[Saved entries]
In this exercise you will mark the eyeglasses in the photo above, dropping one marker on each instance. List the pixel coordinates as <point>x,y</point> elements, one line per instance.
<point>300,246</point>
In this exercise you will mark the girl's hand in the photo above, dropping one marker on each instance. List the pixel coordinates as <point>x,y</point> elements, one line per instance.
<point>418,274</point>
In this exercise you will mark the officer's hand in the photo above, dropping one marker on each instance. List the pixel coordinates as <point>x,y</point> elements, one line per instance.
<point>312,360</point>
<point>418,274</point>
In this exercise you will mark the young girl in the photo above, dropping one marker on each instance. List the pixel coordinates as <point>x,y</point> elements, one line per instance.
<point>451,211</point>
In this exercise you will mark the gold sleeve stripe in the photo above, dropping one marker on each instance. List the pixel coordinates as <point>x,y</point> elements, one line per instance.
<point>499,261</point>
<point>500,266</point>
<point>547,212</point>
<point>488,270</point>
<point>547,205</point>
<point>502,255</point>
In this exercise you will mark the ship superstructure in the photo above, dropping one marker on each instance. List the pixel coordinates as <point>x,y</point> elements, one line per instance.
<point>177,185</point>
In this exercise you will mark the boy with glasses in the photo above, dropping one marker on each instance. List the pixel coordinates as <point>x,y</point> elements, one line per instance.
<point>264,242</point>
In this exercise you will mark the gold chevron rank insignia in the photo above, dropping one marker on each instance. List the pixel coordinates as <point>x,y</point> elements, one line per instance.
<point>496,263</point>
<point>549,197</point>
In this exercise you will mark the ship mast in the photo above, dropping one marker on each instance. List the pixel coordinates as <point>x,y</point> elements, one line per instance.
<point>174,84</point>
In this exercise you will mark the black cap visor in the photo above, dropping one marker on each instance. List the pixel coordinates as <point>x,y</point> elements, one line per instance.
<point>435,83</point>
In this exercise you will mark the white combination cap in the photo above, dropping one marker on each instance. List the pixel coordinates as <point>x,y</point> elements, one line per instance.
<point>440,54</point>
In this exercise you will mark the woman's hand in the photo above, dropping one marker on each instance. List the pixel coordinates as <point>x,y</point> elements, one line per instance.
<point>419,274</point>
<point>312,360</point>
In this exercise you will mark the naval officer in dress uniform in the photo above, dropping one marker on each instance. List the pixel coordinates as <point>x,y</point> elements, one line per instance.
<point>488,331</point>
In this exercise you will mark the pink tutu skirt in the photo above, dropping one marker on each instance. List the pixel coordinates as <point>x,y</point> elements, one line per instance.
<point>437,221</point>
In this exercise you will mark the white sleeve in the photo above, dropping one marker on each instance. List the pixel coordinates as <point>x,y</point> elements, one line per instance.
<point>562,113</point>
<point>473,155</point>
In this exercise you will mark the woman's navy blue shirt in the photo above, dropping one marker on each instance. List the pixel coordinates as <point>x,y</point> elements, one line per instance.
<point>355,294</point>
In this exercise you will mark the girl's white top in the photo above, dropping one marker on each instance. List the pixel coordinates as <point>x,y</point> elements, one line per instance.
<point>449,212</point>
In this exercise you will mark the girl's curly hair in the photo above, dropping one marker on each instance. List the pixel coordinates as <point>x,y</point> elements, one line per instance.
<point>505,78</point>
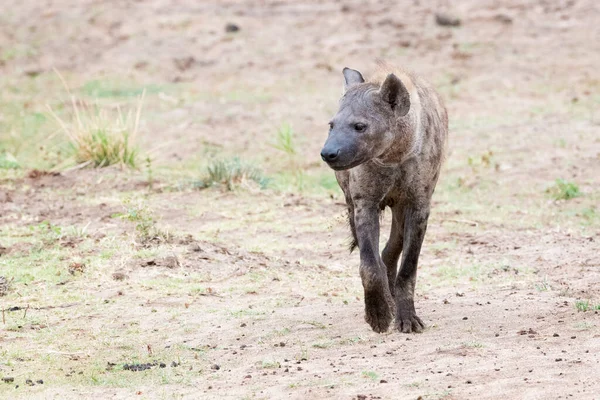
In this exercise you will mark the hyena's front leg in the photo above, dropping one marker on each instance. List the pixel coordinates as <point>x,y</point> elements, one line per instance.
<point>379,304</point>
<point>415,226</point>
<point>393,248</point>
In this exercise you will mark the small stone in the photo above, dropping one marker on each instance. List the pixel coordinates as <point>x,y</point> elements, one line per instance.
<point>230,28</point>
<point>119,276</point>
<point>446,20</point>
<point>194,248</point>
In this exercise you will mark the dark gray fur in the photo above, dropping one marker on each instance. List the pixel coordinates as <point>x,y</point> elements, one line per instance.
<point>386,144</point>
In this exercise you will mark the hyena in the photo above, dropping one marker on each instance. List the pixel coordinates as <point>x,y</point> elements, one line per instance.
<point>386,144</point>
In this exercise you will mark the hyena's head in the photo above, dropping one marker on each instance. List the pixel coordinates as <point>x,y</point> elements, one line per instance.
<point>365,124</point>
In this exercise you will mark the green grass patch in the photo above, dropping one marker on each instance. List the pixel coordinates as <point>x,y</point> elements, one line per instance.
<point>232,173</point>
<point>563,190</point>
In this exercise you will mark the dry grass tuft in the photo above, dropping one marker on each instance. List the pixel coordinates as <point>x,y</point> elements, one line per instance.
<point>101,137</point>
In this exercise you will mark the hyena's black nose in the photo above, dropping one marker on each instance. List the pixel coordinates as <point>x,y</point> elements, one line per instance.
<point>330,155</point>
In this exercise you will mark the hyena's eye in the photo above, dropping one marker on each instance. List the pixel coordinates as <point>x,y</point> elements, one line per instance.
<point>359,127</point>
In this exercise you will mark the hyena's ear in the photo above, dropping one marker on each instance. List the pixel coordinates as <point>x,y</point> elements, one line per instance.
<point>352,77</point>
<point>395,94</point>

◆ Task requirements
Set down all of the entries precisely and keep the pictures out of the copy.

◆ Answer box
In this exercise you will mark the eyeglasses in the photo above, dropping one marker on each instance. List the pixel coordinates as <point>x,y</point> elements, one line per instance.
<point>300,246</point>
In this exercise you will mark the girl's hand in the photo above, dropping one marker on each instance. List the pixel coordinates as <point>x,y</point> elements, one line per instance.
<point>418,274</point>
In this exercise you will mark the officer's hand in the photo above, dropping one marker on each instance. List the pixel coordinates as <point>x,y</point> elements, one line per instance.
<point>312,360</point>
<point>418,274</point>
In this exercise you will mark the young girl in the photo above, dropping one marker on each instance. List the pixel coordinates as <point>x,y</point> elements, one line per instance.
<point>451,211</point>
In this exercise you will mark the gold sleeve stripe in the photo above, dropping one marker on each instance. List the pixel coordinates as <point>x,y</point> elements, one line per instance.
<point>499,261</point>
<point>500,266</point>
<point>547,212</point>
<point>488,270</point>
<point>547,205</point>
<point>502,255</point>
In this exercise you will mark the ship superstructure in the photo above, dropping one marker on each instance. List the pixel coordinates as <point>x,y</point> elements, one line per instance.
<point>177,185</point>
In this exercise you will mark the boy with glasses in the photo above, dropping one marker on each instance. List the pixel coordinates as <point>x,y</point> elements, one line per instance.
<point>264,242</point>
In this exercise you will mark the gold chevron rank insignia in the photo above, dropping one marker on each instance. List the pixel coordinates as <point>x,y</point> elements, one line per instance.
<point>496,263</point>
<point>549,197</point>
In this exercise you will mark the ship mast in the photo above, dropping one marker on each instance. List the pixel coordinates as <point>x,y</point> elements, one line per instance.
<point>174,84</point>
In this exercise you will mark the black cap visor in the photo above, dropping one marker on each instance. List the pixel coordinates as <point>x,y</point> elements, one line per instance.
<point>435,83</point>
In this exercise you will mark the white combination cap in the photo above, dropping one marker on each instance. List the pixel coordinates as <point>x,y</point> elements, one line per instance.
<point>440,54</point>
In this exercise you will mark the woman's hand in the photo above, dropping one marker on each instance. List the pixel coordinates as <point>x,y</point> elements, one line per instance.
<point>419,274</point>
<point>312,360</point>
In this exercise you will mark the naval officer in dress uniform in the photo above, dropping one marker on each instance. List the pixel coordinates as <point>x,y</point> elements, one line per instance.
<point>488,331</point>
In this exercise you will mark the pink tutu skirt in the photo above, dropping one marker on each instance. List the pixel coordinates as <point>x,y</point> elements, one line per instance.
<point>437,221</point>
In this exercise you will mark the white sleeve in the photo above, dropping one marker on each instance. List the pixel coordinates as <point>x,y</point> elements, one line per instance.
<point>562,113</point>
<point>473,155</point>
In this exercise you will mark the woman's navy blue shirt in the photo above, dropping one marker on each instance. List the pixel coordinates as <point>x,y</point> elements, one line per instance.
<point>355,294</point>
In this exercise you will mark the girl's white top in the photo above, dropping one marker on each instance. List the pixel coordinates as <point>x,y</point> elements, one line per instance.
<point>449,212</point>
In this exercise you will mark the girl's curly hair in the photo above, dropping one marker on each instance. List the pixel coordinates as <point>x,y</point> elements, one line per instance.
<point>505,78</point>
In this exercise you will mark the hyena's front leg in the photo above, dropping one marker on each instance. List the pixel coordinates as <point>x,y</point> elements, one line per instance.
<point>379,304</point>
<point>415,226</point>
<point>393,248</point>
In this exercise you will mark the small stone in the photo above, dropping one marker on each instance. List the pixel coordinates as <point>x,y</point> elements, one line per instance.
<point>230,28</point>
<point>119,276</point>
<point>446,20</point>
<point>194,248</point>
In this exercise you will mark the dark gray fur in the photo above, dropping one marker on each instance. List the pixel coordinates as <point>x,y</point> elements, one line per instance.
<point>386,144</point>
In this exercise you will mark the hyena in the photo above, dropping one marker on each instance. List the pixel coordinates as <point>x,y</point> elements, one line per instance.
<point>386,144</point>
In this exercise you will mark the hyena's head in the photo above, dropping one marker on each instance. List the pixel coordinates as <point>x,y</point> elements, one line per instance.
<point>365,124</point>
In this exercise you will mark the green grass patch in the photo above, dropping one marker on each instance. List the pixel coordinates as <point>x,y</point> elements, one line per instance.
<point>232,173</point>
<point>563,190</point>
In this exercise you will mark the dry grass tuft in the photo above, dropping one marker on each instance. List the pixel coordinates as <point>x,y</point> elements, one line per instance.
<point>101,137</point>
In this exercise you will mark the hyena's black nose in the photo above, dropping one marker on each instance. List the pixel coordinates as <point>x,y</point> elements, one line per instance.
<point>330,155</point>
In this exercise you will mark the hyena's eye in the photo above, dropping one marker on each instance. List the pixel coordinates as <point>x,y</point> elements, one line per instance.
<point>359,127</point>
In this exercise you will mark the hyena's ear in the photo above, dropping one marker on each instance. List the pixel coordinates as <point>x,y</point> elements, one line per instance.
<point>352,77</point>
<point>395,94</point>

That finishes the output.